** What the exercise asks **
Collect every line in the material below that contains the string "catcher" and copy each of those lines unchanged.

------------------------------------------------

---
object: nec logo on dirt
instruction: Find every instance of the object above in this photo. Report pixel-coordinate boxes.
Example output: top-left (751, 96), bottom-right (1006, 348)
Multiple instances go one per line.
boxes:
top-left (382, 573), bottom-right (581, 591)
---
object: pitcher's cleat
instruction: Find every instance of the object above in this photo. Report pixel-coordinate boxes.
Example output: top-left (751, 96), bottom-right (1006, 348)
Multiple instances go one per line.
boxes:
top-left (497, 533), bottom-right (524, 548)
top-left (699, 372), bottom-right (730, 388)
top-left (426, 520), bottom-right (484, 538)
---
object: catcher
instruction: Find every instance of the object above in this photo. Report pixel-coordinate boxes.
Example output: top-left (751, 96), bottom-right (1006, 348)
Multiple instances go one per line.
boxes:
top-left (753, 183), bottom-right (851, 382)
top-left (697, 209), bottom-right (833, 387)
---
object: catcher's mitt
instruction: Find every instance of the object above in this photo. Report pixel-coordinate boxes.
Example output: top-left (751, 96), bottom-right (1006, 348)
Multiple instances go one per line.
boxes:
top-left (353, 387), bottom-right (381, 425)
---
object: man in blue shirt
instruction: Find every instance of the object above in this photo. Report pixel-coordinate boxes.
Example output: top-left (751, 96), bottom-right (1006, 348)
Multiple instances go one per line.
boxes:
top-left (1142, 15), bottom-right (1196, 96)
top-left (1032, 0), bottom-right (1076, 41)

------------------------------------------------

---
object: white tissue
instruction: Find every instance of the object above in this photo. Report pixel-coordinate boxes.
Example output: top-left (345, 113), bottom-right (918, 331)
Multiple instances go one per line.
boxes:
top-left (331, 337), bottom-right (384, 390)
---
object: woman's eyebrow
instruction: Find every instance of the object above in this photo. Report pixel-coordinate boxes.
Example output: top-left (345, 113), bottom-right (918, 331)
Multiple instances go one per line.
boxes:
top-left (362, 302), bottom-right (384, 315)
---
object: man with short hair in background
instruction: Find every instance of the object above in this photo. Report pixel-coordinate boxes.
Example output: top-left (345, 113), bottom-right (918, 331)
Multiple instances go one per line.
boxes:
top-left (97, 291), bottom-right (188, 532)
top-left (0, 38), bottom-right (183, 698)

------------------------------------------------

** The reply **
object: catcher
object: catcher's mitt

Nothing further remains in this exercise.